## What the exercise asks:
Find every line in the listing below that contains the word "chandelier", matching its case exactly, and copy each of those lines.

------------------------------------------------------------------------

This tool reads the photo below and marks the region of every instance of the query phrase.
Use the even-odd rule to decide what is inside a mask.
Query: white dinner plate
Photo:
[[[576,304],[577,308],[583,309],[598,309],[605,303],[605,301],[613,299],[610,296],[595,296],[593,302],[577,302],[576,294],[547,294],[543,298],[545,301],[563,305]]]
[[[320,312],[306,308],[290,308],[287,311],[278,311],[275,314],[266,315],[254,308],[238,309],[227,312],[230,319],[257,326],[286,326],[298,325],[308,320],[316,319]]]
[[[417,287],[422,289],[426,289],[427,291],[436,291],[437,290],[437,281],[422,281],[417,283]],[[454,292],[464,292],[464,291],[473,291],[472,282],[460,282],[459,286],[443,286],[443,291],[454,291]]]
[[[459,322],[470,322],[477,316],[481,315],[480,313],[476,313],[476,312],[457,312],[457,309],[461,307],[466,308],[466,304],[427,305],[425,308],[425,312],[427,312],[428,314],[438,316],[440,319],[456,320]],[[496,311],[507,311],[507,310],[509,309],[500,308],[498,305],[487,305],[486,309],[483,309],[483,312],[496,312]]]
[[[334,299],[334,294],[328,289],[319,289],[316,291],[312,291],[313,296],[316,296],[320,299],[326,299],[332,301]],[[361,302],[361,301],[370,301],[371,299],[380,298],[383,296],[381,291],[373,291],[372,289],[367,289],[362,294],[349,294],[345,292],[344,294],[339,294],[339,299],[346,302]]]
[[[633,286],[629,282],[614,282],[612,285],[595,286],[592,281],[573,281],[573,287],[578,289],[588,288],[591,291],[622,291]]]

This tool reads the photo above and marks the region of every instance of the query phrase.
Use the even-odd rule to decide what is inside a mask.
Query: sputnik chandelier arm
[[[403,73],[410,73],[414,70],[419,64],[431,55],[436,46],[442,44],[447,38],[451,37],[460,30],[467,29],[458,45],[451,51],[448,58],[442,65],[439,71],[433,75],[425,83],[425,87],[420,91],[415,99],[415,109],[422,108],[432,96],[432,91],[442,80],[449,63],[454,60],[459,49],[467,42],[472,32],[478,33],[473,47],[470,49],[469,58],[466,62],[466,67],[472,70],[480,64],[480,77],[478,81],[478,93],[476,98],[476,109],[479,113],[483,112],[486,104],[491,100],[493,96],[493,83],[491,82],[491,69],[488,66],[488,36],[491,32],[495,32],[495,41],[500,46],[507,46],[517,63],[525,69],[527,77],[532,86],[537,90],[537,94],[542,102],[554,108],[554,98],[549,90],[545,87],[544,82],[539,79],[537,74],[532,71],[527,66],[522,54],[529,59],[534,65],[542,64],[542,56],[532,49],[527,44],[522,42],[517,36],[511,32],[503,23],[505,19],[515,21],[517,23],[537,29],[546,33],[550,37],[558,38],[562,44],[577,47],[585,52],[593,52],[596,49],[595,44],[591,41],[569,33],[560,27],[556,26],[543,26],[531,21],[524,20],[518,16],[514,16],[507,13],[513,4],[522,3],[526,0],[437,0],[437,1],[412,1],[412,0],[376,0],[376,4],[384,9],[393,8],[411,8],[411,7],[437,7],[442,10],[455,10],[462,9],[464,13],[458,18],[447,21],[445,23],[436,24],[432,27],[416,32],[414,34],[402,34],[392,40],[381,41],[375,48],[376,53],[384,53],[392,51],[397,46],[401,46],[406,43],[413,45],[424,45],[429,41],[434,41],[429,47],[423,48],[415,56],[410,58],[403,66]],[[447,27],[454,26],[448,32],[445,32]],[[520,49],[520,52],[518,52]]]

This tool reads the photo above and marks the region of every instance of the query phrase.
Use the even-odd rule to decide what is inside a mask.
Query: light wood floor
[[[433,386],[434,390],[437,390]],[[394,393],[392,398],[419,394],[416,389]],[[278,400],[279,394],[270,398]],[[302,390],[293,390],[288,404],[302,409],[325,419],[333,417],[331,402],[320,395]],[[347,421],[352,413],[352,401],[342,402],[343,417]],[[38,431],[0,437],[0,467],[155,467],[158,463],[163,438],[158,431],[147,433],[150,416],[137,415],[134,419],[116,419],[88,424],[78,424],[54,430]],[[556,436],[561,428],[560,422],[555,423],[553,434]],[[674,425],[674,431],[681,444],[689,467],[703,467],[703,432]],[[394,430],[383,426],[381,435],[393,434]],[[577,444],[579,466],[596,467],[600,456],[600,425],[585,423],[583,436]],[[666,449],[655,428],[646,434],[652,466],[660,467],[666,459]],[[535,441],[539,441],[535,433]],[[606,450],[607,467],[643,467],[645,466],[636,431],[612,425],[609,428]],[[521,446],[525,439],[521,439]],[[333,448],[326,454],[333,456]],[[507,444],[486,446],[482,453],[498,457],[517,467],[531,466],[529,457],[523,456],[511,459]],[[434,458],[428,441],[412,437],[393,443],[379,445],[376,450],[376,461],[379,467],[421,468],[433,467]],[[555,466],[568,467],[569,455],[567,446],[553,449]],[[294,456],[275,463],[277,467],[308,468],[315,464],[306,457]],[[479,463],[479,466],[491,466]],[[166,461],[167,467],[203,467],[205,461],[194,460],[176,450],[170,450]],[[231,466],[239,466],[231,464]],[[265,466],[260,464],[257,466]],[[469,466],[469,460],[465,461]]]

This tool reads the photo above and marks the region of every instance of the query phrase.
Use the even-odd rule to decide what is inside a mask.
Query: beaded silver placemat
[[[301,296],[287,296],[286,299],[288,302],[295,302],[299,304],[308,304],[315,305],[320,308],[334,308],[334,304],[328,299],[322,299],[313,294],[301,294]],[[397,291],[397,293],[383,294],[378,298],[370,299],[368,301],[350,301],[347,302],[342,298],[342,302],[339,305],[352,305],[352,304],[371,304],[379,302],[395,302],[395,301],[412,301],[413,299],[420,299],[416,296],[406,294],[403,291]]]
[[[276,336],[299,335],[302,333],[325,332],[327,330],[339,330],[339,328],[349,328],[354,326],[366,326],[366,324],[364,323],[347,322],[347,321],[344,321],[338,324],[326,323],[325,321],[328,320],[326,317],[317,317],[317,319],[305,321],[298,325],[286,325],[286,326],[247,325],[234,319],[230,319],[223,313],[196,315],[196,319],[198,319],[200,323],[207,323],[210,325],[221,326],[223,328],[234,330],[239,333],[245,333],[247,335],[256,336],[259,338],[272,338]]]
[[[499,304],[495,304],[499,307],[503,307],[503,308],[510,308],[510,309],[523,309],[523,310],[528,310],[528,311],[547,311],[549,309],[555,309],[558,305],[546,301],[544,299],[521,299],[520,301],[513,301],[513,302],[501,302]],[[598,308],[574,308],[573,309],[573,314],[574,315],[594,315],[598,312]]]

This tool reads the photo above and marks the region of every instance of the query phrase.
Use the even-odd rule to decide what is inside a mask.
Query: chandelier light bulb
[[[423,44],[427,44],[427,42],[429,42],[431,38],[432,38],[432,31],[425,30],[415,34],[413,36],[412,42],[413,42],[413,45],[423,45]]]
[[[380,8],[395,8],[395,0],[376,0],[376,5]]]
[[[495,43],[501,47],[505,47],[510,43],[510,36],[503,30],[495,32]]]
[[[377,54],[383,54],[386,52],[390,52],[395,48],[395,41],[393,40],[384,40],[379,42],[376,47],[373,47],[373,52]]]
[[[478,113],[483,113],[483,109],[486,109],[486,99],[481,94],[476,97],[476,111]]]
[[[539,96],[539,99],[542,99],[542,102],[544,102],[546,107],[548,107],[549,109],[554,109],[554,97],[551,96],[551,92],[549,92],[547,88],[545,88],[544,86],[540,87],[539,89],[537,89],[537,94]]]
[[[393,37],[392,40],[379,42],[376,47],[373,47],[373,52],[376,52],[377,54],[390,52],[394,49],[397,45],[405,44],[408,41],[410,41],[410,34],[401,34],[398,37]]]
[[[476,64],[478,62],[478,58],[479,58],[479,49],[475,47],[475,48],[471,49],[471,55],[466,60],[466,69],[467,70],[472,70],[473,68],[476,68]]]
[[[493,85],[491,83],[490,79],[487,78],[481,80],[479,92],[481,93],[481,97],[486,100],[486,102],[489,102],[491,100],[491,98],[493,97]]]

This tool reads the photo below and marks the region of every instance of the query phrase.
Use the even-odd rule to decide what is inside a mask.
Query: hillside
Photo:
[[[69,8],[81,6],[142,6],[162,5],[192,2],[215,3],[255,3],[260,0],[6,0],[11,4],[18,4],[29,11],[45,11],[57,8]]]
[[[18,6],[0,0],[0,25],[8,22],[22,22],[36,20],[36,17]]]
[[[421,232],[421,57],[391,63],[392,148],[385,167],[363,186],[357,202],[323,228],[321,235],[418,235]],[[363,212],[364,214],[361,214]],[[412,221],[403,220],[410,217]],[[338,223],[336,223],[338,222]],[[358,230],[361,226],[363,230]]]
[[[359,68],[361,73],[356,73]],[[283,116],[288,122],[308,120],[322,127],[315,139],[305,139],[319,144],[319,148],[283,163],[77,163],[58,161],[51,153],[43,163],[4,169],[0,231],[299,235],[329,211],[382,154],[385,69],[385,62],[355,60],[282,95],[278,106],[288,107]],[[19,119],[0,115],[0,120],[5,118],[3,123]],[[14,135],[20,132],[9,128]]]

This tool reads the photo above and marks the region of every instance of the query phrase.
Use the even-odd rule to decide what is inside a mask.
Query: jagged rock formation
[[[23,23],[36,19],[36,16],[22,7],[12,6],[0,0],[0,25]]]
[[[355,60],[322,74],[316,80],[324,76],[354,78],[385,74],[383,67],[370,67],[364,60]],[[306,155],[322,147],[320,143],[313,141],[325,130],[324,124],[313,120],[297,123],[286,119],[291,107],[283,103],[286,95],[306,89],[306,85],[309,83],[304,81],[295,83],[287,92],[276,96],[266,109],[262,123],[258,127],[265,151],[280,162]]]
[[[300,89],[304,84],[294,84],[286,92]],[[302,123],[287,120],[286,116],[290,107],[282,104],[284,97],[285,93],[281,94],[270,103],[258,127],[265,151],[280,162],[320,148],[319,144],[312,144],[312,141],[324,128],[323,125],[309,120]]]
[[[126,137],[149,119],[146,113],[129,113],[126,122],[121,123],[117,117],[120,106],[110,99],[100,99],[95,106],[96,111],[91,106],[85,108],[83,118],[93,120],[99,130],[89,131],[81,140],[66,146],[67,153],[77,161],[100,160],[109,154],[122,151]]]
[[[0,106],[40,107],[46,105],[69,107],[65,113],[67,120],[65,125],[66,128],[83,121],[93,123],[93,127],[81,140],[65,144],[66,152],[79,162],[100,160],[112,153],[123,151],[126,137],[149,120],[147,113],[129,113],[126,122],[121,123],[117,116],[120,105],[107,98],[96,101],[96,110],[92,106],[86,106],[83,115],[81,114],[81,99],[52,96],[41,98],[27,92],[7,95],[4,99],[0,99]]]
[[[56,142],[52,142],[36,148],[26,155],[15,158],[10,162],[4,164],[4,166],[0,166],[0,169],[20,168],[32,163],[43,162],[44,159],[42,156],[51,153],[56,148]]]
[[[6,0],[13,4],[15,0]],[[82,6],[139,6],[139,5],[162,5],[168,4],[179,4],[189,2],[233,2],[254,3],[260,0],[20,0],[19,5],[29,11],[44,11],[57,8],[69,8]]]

------------------------------------------------------------------------

## Result of this task:
Query: sputnik chandelier arm
Query: chandelier light bulb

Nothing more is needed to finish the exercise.